TRECHO DO DOCUMENTO >>
━━━━━━

Impressiona-nos a atualidade do texto de Hebreus. Nesses tempos de Pós-modernidade, a Igreja do Brasil[5] e do mundo, preocupada com a fragilidade da fé dos iluminados pelo batismo, volta seus olhos para a necessidade de concentrar sua força evangelizadora na centralidade da fé: Cristo Jesus, Palavra do Pai, único mediador entre Deus e os homens, cujo sacerdócio, exercido uma vez por todas, introduziu a humanidade na glória definitiva de Deus. O Documento de Aparecida não cessa de afirmar que “a natureza do cristianismo consiste em reconhecer a presença de Jesus Cristo e segui-lo” (DA, 244).


Num mundo tão secularizado e ao mesmo tempo com experiências religiosas tão múltiplas, partir do pressuposto de que o católico já fez sua experiência de Deus e já conhece Jesus Cristo é no mínimo arriscado, se não ingênuo. A evangelização é atualmente desafiada a desenvolver um trabalho de revelação mais que um trabalho de explicação e de expressão de uma fé já vivida. A tomada de consciência da virada epocal nos anima a propor a passagem de um modelo de catequese, que mantém e garante a fé – por meio de uma pastoral de manutenção – como disse o Documento de Aparecida –, a uma catequese que favoreça o encontro com Jesus Cristo e promova a descoberta da singularidade cristã, fazendo dessa experiência uma mediação fecunda para a busca da identidade do sujeito contemporâneo.

━━━━━━

DADOS A PROCESSAR >>
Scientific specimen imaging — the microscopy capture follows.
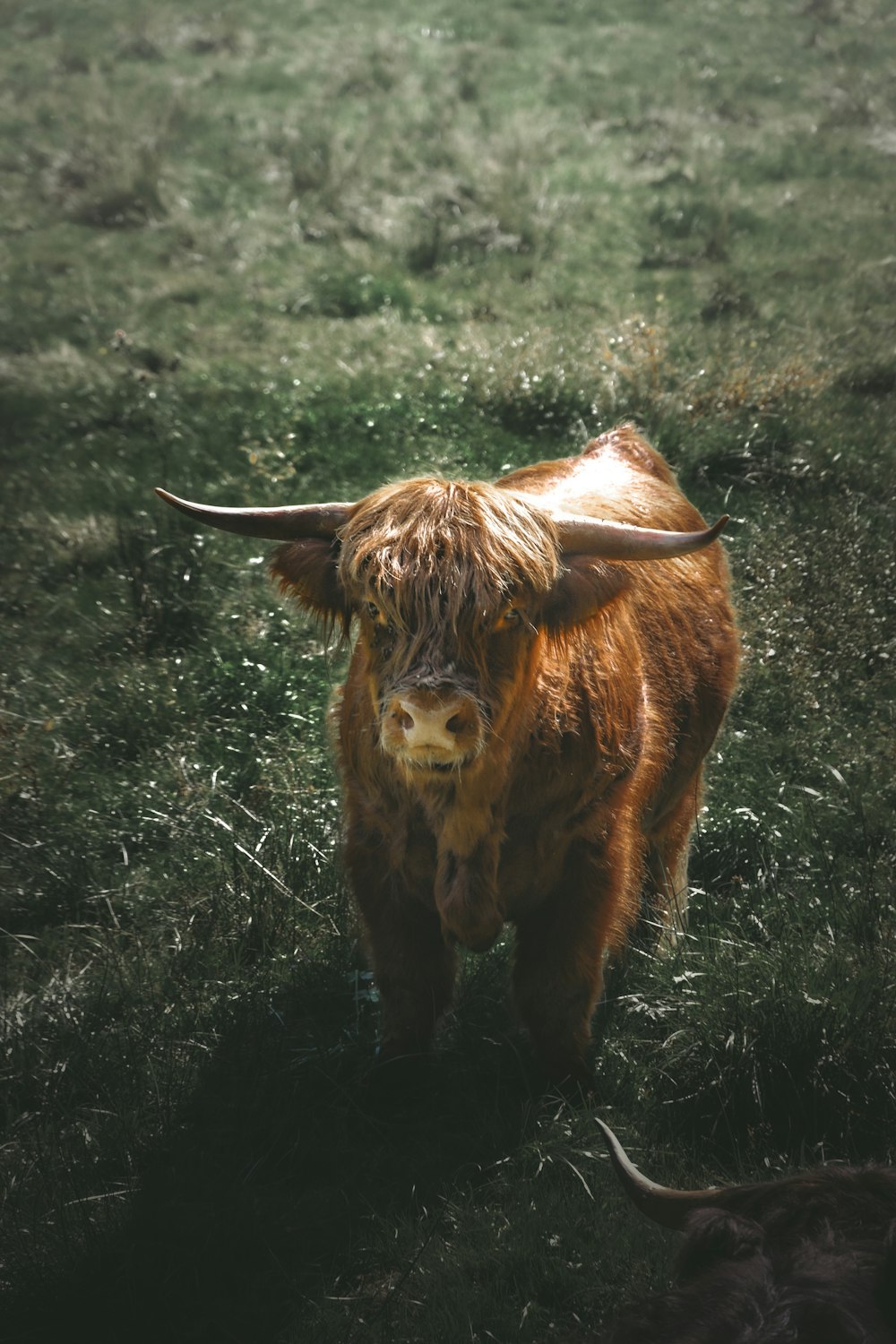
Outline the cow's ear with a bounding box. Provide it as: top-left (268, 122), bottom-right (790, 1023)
top-left (538, 556), bottom-right (629, 634)
top-left (270, 537), bottom-right (352, 634)
top-left (676, 1209), bottom-right (764, 1284)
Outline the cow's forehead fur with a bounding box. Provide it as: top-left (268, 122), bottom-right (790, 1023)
top-left (340, 478), bottom-right (562, 628)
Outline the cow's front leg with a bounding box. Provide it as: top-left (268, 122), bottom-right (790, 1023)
top-left (435, 838), bottom-right (504, 952)
top-left (513, 835), bottom-right (641, 1085)
top-left (348, 833), bottom-right (455, 1061)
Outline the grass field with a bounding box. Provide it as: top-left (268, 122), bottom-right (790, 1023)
top-left (0, 0), bottom-right (896, 1344)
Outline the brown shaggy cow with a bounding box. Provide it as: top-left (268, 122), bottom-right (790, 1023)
top-left (598, 1121), bottom-right (896, 1344)
top-left (159, 426), bottom-right (737, 1080)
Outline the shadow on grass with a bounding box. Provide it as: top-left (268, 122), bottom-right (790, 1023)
top-left (3, 978), bottom-right (542, 1344)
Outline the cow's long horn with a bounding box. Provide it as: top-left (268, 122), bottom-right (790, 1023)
top-left (594, 1116), bottom-right (726, 1233)
top-left (156, 487), bottom-right (355, 542)
top-left (554, 513), bottom-right (728, 561)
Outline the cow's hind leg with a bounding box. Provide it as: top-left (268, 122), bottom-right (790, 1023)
top-left (513, 830), bottom-right (643, 1083)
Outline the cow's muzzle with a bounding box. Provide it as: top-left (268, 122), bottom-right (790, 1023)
top-left (383, 685), bottom-right (485, 771)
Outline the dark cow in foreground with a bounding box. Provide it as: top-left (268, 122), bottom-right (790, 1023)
top-left (159, 426), bottom-right (737, 1080)
top-left (598, 1121), bottom-right (896, 1344)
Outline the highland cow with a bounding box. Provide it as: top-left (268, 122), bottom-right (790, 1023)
top-left (159, 426), bottom-right (737, 1081)
top-left (598, 1121), bottom-right (896, 1344)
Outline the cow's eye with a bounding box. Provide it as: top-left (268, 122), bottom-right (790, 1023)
top-left (495, 607), bottom-right (522, 631)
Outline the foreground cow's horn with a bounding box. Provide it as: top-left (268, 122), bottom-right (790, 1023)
top-left (156, 486), bottom-right (355, 542)
top-left (554, 513), bottom-right (729, 561)
top-left (594, 1116), bottom-right (724, 1233)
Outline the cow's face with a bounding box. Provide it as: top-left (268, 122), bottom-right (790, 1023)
top-left (274, 480), bottom-right (625, 780)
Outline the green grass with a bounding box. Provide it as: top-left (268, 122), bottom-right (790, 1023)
top-left (0, 0), bottom-right (896, 1344)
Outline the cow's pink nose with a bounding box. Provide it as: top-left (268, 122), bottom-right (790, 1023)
top-left (398, 699), bottom-right (471, 752)
top-left (384, 691), bottom-right (482, 760)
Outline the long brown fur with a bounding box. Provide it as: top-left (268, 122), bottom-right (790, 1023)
top-left (272, 426), bottom-right (737, 1078)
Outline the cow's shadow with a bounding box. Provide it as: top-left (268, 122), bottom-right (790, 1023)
top-left (3, 957), bottom-right (550, 1344)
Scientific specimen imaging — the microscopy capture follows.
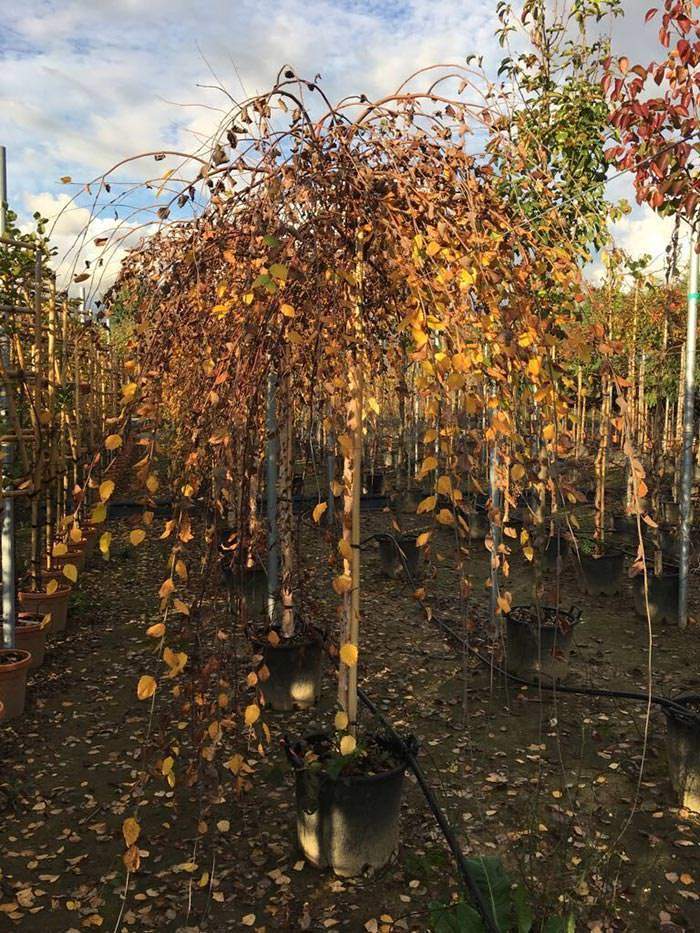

━━━━━━

INSTRUÇÃO 1 >> Passe para um CSV de duas colunas, consulta e resultado, as entradas que vão da linha com "Outline the cow's hind" até a linha com "top-left (513, 830), bottom-right (643, 1083)", ambas incluídas. Cada linha do CSV deve ter o texto de uma consulta e a resposta correspondente, cada um num campo entre aspas, com as quebras de linha trocadas por espaços.
INSTRUÇÃO 2 >> Por favor, dê a continuação do trecho sobre evangelização e catequese a partir do ponto em que ele para.

RESPOSTA FINAL 1 >>
consulta,resultado
"Outline the cow's hind leg with a bounding box. Provide it as: top-left (268, 122), bottom-right (790, 1023)","top-left (513, 830), bottom-right (643, 1083)"

RESPOSTA FINAL 2 >>
Assim, percebe-se que a evangelização para ser eficaz hoje deve ter uma orientação resolutamente querigmática, iniciática, que favorece a experiência fundante da fé. O catequeta frances, Denis Villepelet[6] nos lembra que o desafio do evangelizador hoje não é tanto o de ajudar o povo a ligar a vida e a fé, como se a fé já fosse um pressuposto, um dado concreto inquestionável, presente na vida dos frequentadores das comunidades cristãs. Seu desafio atual parece ser o de ajudar sua gente a se apropriar desse ato de fé e de assimilar suas verdadeiras repercussões para a vida. A experiência da fé não é algo tão evidente assim. Deus é um Deus totalmente outro, um mistério inacessível e incompreensível que ultrapassa infinitamente o homem e que se encontra inevitavelmente escondido. Se ao ser humano é dado o privilégio de conhecê-lo é porque esse Deus escondido se comunica em seu Filho para bem da humanidade e de cada um de nós. Ao assumir sua tarefa, o evangelizador contemporâneo precisa se lembrar de que o único caminho possível do homem para Deus é o caminho que Deus mesmo fez até o homem e que se chama Jesus Cristo. Ter fé é se confiar a esse Deus de amor revelado em Jesus Cristo, sem o qual ele ficaria totalmente outro. Ajudar o povo a fazer essa experiência do Deus totalmente Outro mas totalmente próximo e presente em nossa história desponta como missão primeira da catequese hoje[7]. A fé cristã não sobrevive mais nas atuais circunstâncias se não for assumida como uma convicção pessoal e livre. A fé herdada de nossos pais já não garante mais a nossa fé. Antes de ser transmissão, a fé é proposta que deve ser livremente assumida ou rejeitada. Uma convicção de fundo atormenta os evangelizadores: a necessidade de passar “da herança à proposição”, pois homens e mulheres deste novo tempo chamado Pós-modernidade não conhecem Jesus Cristo, não experimentam mais a eficácia dessa boa notícia. Então, o que fazer?


Ecoam por todos os cantos vozes imperiosas que percebem essa urgência cristológica.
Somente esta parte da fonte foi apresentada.